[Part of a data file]
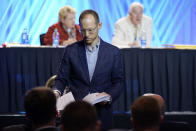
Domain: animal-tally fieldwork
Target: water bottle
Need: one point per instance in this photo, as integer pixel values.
(143, 39)
(24, 37)
(55, 38)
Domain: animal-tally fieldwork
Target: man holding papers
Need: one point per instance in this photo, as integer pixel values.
(92, 66)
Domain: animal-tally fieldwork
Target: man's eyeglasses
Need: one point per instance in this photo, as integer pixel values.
(90, 31)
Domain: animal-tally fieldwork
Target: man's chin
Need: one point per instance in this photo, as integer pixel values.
(88, 41)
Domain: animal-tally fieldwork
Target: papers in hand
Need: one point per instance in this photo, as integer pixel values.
(95, 98)
(92, 98)
(64, 100)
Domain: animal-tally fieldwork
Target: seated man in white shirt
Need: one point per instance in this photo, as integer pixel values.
(130, 30)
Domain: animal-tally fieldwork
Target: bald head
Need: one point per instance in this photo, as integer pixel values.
(159, 99)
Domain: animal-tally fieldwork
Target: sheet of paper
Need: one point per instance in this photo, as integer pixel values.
(64, 100)
(93, 98)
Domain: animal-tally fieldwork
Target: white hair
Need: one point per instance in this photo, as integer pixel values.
(148, 94)
(135, 4)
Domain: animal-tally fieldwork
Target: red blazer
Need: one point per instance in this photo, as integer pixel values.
(63, 35)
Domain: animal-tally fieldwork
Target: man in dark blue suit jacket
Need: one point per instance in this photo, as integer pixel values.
(90, 66)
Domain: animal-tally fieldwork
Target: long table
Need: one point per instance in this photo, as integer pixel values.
(168, 72)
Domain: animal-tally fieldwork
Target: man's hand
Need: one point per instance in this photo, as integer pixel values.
(104, 94)
(56, 94)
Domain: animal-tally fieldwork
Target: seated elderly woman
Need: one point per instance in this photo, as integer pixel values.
(68, 30)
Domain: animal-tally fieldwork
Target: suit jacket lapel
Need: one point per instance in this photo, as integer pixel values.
(82, 55)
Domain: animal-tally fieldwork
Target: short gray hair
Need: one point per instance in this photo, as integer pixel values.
(135, 4)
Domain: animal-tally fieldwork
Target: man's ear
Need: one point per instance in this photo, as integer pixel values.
(98, 126)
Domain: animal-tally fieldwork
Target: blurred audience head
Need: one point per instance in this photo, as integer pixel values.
(159, 99)
(67, 16)
(136, 12)
(145, 114)
(80, 116)
(40, 106)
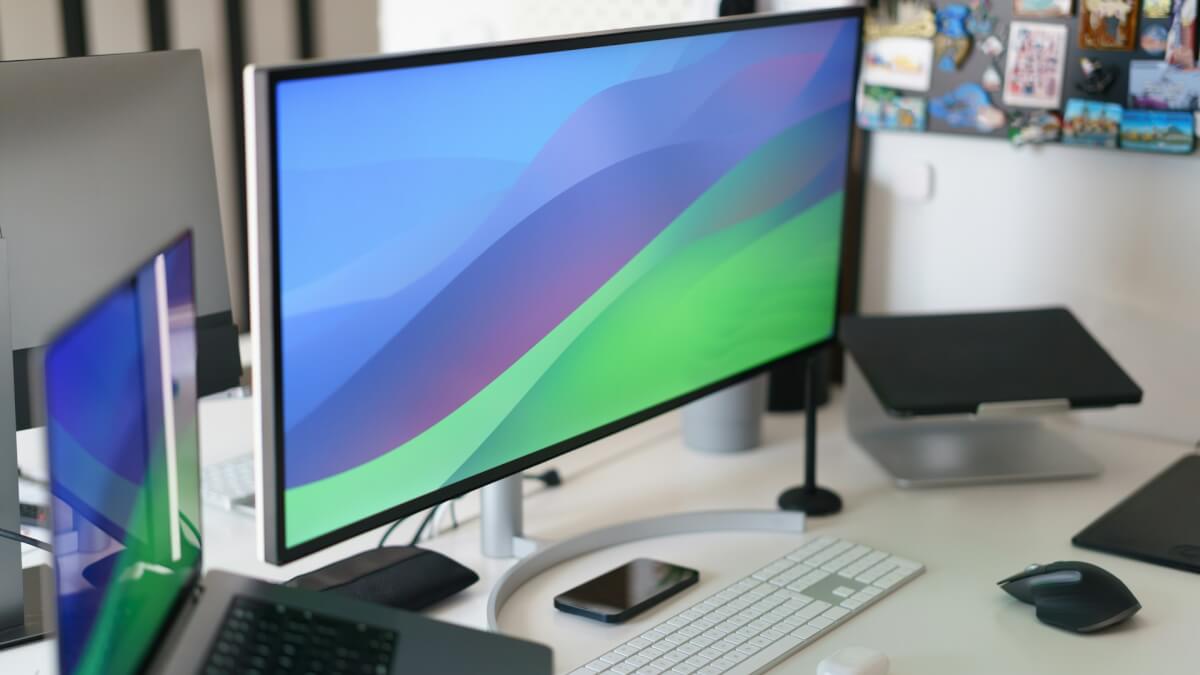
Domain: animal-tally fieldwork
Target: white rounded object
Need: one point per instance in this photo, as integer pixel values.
(855, 661)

> **WHAT YOU ARE ASKED TO DO**: Go through the material above and print all of it exactly, except the pictures.

> **COMPLETE ANSWER**:
Domain: animal-tally fieldwork
Target: water bottle
Need: one point per instance in this photo, as integer pixel values.
(143, 39)
(24, 37)
(55, 38)
Domain: animal-tally fieldwork
Target: man holding papers
Need: one point per instance in this photo, as integer pixel values.
(92, 66)
Domain: animal-tally fieldwork
Target: man's eyeglasses
Need: one point per instance in this photo, as integer pixel values.
(90, 31)
Domain: animal-tally fieldwork
Target: man's chin
Need: one point per instance in this photo, as integer pixel values.
(88, 41)
Domain: animal-tally fieldwork
Target: papers in hand
Need: one point per instance in this photo, as integer pixel values.
(95, 98)
(92, 98)
(64, 100)
Domain: animal-tally fieldwork
Target: seated man in white shirt
Need: one point per instance in this photo, as integer pixel values.
(130, 30)
Domain: animal-tally fieldwork
Target: bald head
Need: one point per instance in this photo, as integer pixel values.
(159, 99)
Domain: animal-tally fieldwork
Target: sheet of paper
Need: one point per instance in this photo, as integer pixel values.
(64, 100)
(93, 98)
Domain: animal-tally fieldwork
Target: white hair
Need: one point per instance in this photo, as integer pixel values.
(148, 94)
(135, 4)
Domain: animal-tally fieldwork
Target: red blazer
Need: one point per instance in this photo, as integer pixel values.
(63, 35)
Domain: animal-tally fieldwork
Target: man in dark blue suit jacket
Need: one point per instance in this photo, as integer pixel values.
(90, 66)
Domain: animal-tally fieldwork
Target: long table
Need: one point per instance in this photo, as integer pixel values.
(168, 72)
Domain: animal-tally fieldwork
Target: man's hand
Need: one point per instance in this photo, as integer pixel values.
(104, 94)
(56, 94)
Domain: animal-tally fieldwork
Target: seated elderly woman
Need: one point per instance in this photo, as integer pixel values.
(68, 30)
Domain: animal-tally fieldwork
Target: suit jacket lapel
Need: one point per instance in this photo, as integer pixel values.
(82, 55)
Domain: animal-tally fieldwork
Target: short gray hair
Need: one point per instance in this photo, as integer pixel values.
(135, 4)
Domain: animal-tally fieldwork
Target: man's ear
Need: one point per instance in this photo, as integer pixel values.
(98, 126)
Domain: animal-tally fieldwork
Target: blurred audience head
Need: one point per instance in this photo, as integer pixel values.
(159, 99)
(67, 16)
(136, 12)
(145, 114)
(80, 116)
(40, 106)
Domain: animal-tally fieldwork
Target: white rounded object
Need: one point per instance in this photo, as integer pixel values.
(855, 661)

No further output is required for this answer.